___ Data to process ___
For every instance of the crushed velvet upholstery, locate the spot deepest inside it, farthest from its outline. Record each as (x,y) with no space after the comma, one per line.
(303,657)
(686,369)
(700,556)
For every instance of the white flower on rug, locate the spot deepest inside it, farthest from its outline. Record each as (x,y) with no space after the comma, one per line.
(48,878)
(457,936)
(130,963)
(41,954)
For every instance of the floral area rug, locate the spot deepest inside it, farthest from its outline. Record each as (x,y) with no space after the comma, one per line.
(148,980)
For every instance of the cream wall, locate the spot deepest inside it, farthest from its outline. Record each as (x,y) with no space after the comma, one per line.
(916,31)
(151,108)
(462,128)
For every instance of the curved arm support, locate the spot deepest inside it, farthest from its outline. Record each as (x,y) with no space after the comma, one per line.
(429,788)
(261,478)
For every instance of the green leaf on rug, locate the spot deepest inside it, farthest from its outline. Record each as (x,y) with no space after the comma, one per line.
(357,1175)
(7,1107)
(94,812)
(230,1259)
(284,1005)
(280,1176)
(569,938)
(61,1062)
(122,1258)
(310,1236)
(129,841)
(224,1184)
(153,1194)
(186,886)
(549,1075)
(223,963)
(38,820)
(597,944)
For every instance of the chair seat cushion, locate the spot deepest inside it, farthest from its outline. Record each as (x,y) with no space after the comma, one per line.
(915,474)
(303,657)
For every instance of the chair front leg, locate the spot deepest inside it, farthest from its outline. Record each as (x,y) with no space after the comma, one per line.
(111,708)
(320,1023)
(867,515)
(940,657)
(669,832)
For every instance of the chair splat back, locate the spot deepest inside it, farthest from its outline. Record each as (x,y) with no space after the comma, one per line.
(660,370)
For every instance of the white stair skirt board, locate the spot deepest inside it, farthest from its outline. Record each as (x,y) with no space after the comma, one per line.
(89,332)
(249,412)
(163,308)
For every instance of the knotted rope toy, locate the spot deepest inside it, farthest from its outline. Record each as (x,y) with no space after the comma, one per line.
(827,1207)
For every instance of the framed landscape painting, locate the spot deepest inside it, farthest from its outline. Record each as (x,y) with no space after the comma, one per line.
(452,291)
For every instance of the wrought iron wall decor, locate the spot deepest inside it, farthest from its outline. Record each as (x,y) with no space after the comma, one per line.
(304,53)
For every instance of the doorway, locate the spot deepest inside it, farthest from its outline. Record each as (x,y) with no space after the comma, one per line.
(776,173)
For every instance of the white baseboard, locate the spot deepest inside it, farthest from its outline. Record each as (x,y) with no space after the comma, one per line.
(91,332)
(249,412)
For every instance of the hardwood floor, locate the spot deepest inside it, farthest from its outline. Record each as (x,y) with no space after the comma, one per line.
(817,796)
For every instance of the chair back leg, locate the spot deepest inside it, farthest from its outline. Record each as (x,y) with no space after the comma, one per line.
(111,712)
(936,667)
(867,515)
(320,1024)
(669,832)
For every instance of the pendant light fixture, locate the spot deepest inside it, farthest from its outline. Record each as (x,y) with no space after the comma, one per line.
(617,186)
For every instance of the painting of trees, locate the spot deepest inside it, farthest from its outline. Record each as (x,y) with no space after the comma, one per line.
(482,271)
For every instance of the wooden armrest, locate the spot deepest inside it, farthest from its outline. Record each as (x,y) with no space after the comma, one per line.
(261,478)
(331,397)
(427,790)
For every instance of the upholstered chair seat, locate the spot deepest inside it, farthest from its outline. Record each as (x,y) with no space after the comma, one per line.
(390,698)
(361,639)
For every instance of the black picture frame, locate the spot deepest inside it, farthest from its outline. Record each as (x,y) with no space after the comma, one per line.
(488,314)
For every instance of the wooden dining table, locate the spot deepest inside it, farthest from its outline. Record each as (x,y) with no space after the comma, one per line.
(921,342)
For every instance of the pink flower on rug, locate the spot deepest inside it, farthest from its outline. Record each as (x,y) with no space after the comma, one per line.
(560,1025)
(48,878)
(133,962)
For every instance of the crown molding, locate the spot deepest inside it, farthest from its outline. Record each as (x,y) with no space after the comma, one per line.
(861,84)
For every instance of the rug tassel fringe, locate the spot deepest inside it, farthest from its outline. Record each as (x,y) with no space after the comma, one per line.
___
Problem statement → Using the entries above, please restate each one word for word.

Correct result →
For every instance of the crushed velvet upholstery, locate the spot deepest inside it, farthest from its outline. Record each as (x,y) with no space after the comma, one per line.
(303,657)
(686,369)
(700,556)
For every instance of the white flower on rug, locate the spot deepest inside it, farthest from its outline. Record each as (x,y) with no space after the comma, one per line.
(48,878)
(457,936)
(130,963)
(41,954)
For every instance of the floral area rug, locate the spot deepest inside it, farthest from its outline. Record each as (x,y) with no space after the comma, one per line.
(148,980)
For every instance of the cream wall, locate the spot deepest inside it, farthest from its outline. Record each as (x,y) with no space after the comma, one per line.
(916,31)
(151,108)
(462,128)
For every instance of the curved arm support, locate the spot deepest inside it, farthest from its outline. Record each as (x,y) with no space after the comma, one per line.
(429,788)
(261,478)
For every instance of the green leaf on rug, locate the spot deepest inside it, farthest from its outline. Record each as (x,y) with no space after the comma, one per line.
(357,1175)
(7,1107)
(94,812)
(230,1259)
(284,1005)
(280,1176)
(569,938)
(61,1062)
(122,1258)
(310,1236)
(129,841)
(224,1184)
(153,1194)
(186,886)
(549,1075)
(223,963)
(38,820)
(597,944)
For every instance of the chair seat cushion, locate the spot deepest inside it, farthest from its outline. Record each as (x,y) with no space after the comma, one per line.
(915,474)
(303,657)
For every instance of the chair front leg, locate the spot deepest inside it, farthest from its outline. Record each as (x,y) with no space after the comma, one per line.
(111,708)
(320,1023)
(867,515)
(940,657)
(669,832)
For every instance of the chair splat back, locate the spot deepest inside it, farthest from its outline. Record each as (x,y) with no space after the comma, one per line.
(660,370)
For every instance of the white stair skirt board, locate the spot deepest inside it, farthest from its outline. Record each as (x,y) with no space after the comma, one per line.
(89,332)
(249,412)
(163,308)
For every instance of the knotted rope toy, locate the spot deepest inside it, farthest from its outline. Record each as (x,y) with no space after the comma, one per line.
(827,1207)
For every instance of the framed landscape painting, locate the spot deepest inside it, farthest from its outline. Record each as (x,y) with no space after the comma, one per line.
(452,291)
For every instance of the wrought iron wall decor, locate the spot deepest inside it, farthest from its outline. Record each as (x,y) with no space after the comma, one per line.
(304,53)
For every instance of the doorway, locate the spot deepest inside it, farthest from its outline. Record each as (x,y) with no space after the comma, one per line.
(776,173)
For every instance of the white baseboard, locate the spot deepest inside it, farthest from its outline. Record each as (x,y) with no space after the comma, one per line.
(91,332)
(249,412)
For every instance of the hardwood floor, locate the spot deepest inside it, farthest from its outline. Record each as (x,y) with no space after the comma, one per line.
(817,796)
For every instance of the chair back leg, locate the spot deepest inside it, farthest from its outline. Record each as (x,y) with no space after the comma, one per line.
(111,712)
(936,667)
(867,515)
(320,1024)
(669,832)
For every instance of the pendant light fixture, locate the spot deepest inside it, farthest from its outline. Record each as (x,y) with no space after the comma, one per line.
(617,186)
For every instance of the painting of trees, locate the spot deepest inside it, farthest from its outline. Record each as (x,y) with no space after the comma, one per line.
(482,271)
For every instance of the wooden armrest, locate the spot deepest inside it, farthest from its outline. Record each as (x,y) with no space after the comma, one per line.
(261,478)
(331,397)
(427,790)
For every instance of the upholstered chair seat, locate the spot deepest inside it, farthest from its outline. Record each as (x,y) with no space after the comma, one per line.
(390,698)
(361,639)
For every instance of the black picture frame, locate the spot deepest inside it, farthest from its outline. Record each as (x,y) with no space after the comma, one per line.
(488,314)
For every instance of the wooden dining table, locate the spot deepest inside it, farthest from its outline. Record each as (x,y) with no space after the comma, one per line.
(921,342)
For every instance of the pink flower on rug, locate the spot deepest inside it, farthest from its outline. Record each as (x,y) with no space after the comma, one per line.
(560,1025)
(48,878)
(133,962)
For every instance of the crown molding, locate the spot deepest inside it, farthest from its outline. Record each as (x,y) with no space after the comma, one per line.
(861,84)
For every instance of the rug tassel fringe, locate the spot deepest inside it, farthest from its outline. Record each as (x,y) with no space after the comma, one per line.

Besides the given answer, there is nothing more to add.